— WHAT IS REQUIRED —
Repeat exactly, and only, the lines running from the one that holds "Query: gold lamp base" to the end of the records.

=== DATA UNDER STUDY ===

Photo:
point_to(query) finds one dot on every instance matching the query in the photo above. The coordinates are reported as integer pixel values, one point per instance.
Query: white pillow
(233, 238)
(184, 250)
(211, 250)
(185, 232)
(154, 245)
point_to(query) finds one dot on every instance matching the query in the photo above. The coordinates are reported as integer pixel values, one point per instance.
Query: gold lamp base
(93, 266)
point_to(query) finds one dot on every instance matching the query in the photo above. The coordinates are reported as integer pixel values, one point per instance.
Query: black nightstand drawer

===

— RESPONSE TO THE EXERCISE —
Query: gold lamp base
(93, 266)
point_to(query) finds one dot on every instance matching the query in the photo above. The coordinates are reported as integer pixel values, one point per instance.
Query: black nightstand drawer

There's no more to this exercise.